(Stored items)
■ ■ ■ ■ ■ ■ ■
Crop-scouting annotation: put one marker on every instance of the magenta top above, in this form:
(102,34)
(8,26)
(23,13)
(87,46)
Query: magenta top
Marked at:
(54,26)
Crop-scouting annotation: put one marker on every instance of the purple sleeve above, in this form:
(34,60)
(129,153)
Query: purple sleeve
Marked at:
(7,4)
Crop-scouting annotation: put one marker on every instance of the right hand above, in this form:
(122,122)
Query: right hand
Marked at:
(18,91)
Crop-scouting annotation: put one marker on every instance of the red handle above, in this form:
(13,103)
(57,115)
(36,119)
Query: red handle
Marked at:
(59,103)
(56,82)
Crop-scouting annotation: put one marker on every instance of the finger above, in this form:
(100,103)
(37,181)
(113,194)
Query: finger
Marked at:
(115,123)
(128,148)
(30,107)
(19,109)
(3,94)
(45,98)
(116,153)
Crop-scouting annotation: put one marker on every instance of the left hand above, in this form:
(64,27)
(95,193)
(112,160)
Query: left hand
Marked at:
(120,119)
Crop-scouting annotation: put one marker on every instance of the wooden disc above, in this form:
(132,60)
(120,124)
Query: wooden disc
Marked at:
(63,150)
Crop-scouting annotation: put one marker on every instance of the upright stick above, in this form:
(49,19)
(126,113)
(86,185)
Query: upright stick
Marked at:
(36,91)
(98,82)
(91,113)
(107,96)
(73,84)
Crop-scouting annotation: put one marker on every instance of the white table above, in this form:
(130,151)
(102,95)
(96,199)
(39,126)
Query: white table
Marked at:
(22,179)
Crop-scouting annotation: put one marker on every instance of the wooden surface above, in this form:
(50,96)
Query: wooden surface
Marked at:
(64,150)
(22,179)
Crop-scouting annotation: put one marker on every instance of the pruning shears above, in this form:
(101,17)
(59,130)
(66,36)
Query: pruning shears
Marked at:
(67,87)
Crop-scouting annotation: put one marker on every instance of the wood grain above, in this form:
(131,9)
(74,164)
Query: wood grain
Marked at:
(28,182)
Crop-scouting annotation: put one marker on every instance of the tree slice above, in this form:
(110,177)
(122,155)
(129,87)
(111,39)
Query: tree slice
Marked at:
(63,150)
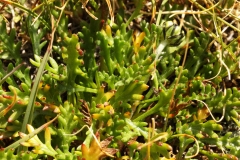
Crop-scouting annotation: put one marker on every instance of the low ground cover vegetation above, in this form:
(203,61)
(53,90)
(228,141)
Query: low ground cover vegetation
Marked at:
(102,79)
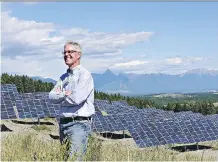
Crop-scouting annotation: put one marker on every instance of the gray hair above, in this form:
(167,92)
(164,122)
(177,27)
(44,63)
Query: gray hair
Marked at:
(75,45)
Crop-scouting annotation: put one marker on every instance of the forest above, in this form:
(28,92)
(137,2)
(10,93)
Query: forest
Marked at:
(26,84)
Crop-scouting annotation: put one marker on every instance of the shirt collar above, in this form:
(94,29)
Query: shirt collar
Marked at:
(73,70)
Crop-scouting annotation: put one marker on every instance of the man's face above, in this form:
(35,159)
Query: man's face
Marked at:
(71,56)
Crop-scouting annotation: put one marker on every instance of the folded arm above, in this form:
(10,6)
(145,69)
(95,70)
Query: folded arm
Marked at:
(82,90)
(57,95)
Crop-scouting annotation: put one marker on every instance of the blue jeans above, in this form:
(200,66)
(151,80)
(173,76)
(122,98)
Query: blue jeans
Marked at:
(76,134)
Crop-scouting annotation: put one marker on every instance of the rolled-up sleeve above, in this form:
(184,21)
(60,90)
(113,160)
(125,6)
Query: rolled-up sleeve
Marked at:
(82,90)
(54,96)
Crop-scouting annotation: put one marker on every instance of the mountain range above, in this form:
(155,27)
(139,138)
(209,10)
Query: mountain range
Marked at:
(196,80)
■ ■ ■ ■ ■ ■ ■
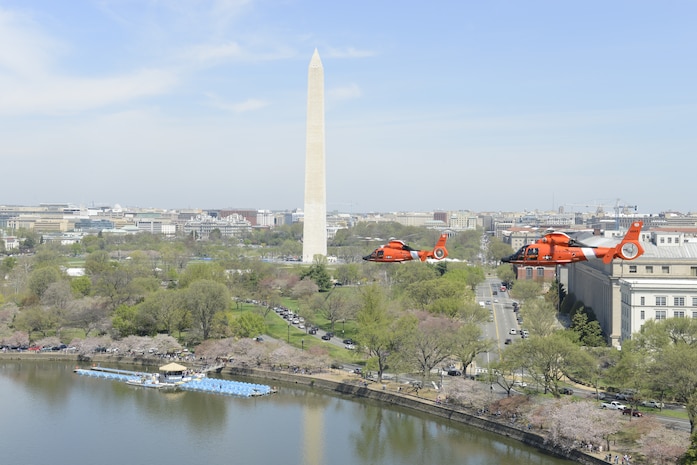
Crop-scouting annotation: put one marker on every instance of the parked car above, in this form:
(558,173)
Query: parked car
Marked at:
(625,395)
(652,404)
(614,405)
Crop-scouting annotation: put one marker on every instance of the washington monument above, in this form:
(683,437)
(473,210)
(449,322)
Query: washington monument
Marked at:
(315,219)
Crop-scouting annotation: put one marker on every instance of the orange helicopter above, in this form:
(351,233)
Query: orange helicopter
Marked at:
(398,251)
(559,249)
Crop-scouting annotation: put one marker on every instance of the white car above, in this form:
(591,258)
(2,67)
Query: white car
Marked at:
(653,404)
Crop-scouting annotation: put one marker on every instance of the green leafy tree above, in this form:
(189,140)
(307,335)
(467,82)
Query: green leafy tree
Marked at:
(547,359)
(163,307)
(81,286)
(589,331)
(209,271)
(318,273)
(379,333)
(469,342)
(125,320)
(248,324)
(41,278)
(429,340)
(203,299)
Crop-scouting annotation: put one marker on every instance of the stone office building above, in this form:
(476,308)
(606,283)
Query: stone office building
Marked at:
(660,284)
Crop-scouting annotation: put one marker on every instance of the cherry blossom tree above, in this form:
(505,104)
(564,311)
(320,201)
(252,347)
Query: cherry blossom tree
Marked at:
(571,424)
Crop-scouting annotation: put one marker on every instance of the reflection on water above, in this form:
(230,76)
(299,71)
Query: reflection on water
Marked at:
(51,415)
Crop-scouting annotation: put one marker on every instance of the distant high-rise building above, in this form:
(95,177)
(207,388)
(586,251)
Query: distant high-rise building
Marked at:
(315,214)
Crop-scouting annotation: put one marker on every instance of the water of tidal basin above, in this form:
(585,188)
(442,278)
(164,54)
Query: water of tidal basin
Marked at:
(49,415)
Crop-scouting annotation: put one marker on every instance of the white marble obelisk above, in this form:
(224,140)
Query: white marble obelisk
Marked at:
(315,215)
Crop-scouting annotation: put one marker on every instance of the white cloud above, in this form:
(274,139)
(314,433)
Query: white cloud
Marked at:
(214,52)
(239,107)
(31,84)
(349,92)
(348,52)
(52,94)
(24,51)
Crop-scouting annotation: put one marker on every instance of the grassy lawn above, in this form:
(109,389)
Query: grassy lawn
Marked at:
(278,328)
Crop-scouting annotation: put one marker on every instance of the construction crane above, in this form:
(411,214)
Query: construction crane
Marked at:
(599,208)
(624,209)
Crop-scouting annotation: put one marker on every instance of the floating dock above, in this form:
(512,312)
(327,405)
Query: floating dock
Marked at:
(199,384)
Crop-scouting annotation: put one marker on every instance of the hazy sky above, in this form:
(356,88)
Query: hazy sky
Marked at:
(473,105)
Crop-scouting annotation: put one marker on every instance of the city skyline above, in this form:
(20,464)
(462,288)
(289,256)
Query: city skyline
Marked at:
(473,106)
■ ■ ■ ■ ■ ■ ■
> [Aim of the task]:
Please count the lines in the records above that contain the word "mountain", treating uppercase and lowercase as different, and reply with the number alone.

> [Task answer]:
2